EXCERPTED TEXT:
- Opening Delimiter -
Washington has been fascinated by Republican self-laceration since the 2012 election. Karl Rove triggered a circular firing squad by vowing to take out unwashed challengers in GOP primaries. Louisiana Governor Bobby Jindal begged Republicans to stop being the “stupid party.” Strategists say the party can’t survive as stale, pale and male. Tea Party legislators knee-cap GOP congressional “leaders” and well-funded political PACs strafe any who dare deviate from the party’s unpopular gospel. Republicans are even talking about changing “Grand Old Party” to something more fashionable.
Representative Paul Ryan’s newest budget will put every Republican on record voting to turn Medicare into a voucher, gut Medicaid, repeal Obamacare, savage investment in education and leave some 50 million Americans without health insurance. Not surprisingly, polls suggest Congress is less popular than colonoscopies, and Republicans poll at lowest levels on record.
The re-engaged president is pressing reforms on immigration, gun violence, gay marriage and climate change. These issues help consolidate his majority – the “rising American electorate” of young voters, minorities and single women.
All this has Democrats thinking wistfully about taking back the House of Representatives, holding the Senate, ending gridlock and driving a new surge of progressive reform.
Well, sober up.
The 2014 midterm election is more likely to be a debacle for Democrats than Republicans. It will take a true political miracle for Democrats to take back the House. Republicans need to win a net of six Senate seats to take the Senate – with six Democratic seats up in red states, and seven in swing states. Four sitting Democratic Senators are retiring compared to only two Republicans, both from safe red states.
- Closing Delimiter -
EXERCISE GOAL:
Condense the paragraph of the excerpted text that begins "The 2014 midterm election is more likely" into a short bulleted list that keeps its main facts. The listing comes from a separate, unrelated source.

MATERIAL PROVIDED:
- Opening Delimiter -
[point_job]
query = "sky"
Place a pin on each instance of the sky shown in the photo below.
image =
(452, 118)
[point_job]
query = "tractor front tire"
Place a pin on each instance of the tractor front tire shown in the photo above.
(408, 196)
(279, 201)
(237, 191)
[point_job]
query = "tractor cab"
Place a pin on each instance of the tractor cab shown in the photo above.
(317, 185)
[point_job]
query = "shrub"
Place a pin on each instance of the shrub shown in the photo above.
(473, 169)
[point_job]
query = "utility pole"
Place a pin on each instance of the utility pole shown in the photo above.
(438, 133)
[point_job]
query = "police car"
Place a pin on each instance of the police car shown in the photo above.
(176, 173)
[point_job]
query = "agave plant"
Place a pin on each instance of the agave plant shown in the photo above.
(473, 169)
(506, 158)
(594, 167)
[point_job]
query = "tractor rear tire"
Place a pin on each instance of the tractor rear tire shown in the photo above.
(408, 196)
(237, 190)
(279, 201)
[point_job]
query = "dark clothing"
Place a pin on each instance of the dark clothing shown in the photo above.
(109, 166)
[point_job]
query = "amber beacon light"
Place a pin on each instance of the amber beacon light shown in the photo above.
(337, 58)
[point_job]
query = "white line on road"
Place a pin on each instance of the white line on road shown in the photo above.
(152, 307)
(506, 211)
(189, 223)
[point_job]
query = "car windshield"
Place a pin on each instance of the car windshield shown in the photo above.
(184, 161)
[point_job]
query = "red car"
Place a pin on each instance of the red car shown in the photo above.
- Closing Delimiter -
TASK OUTPUT:
- The 2014 midterms are more likely to be a debacle for Democrats than for Republicans.
- Democrats retaking the House would take a true political miracle.
- Republicans need a net gain of six Senate seats to take the Senate.
- Six Democratic seats up are in red states and seven in swing states.
- Four sitting Democratic senators are retiring, versus two Republicans, both from safe red states.